Exclude all pictures, then copy each of the records exactly as written.

[Opening Given records section]

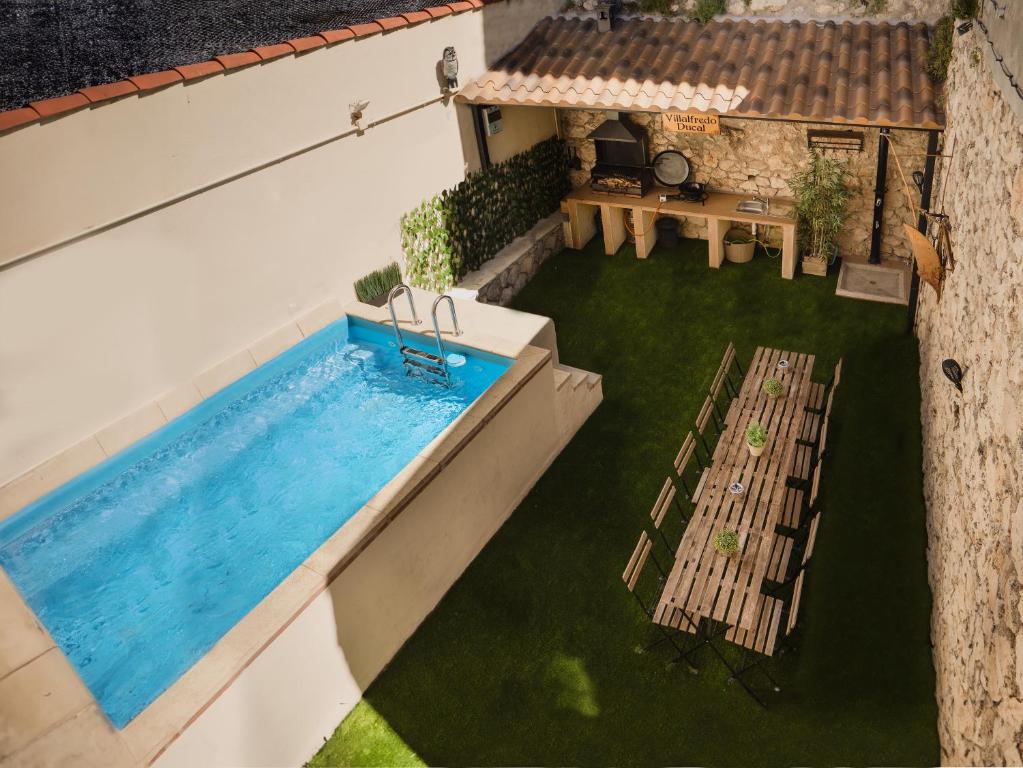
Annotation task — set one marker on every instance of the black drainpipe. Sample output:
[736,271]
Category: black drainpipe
[925,205]
[481,137]
[879,197]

[Closing Given records section]

Solution:
Annotation task — set one marker on every instance of the black drainpipe. Sample output:
[736,271]
Category: black drainpipe
[925,205]
[481,137]
[879,197]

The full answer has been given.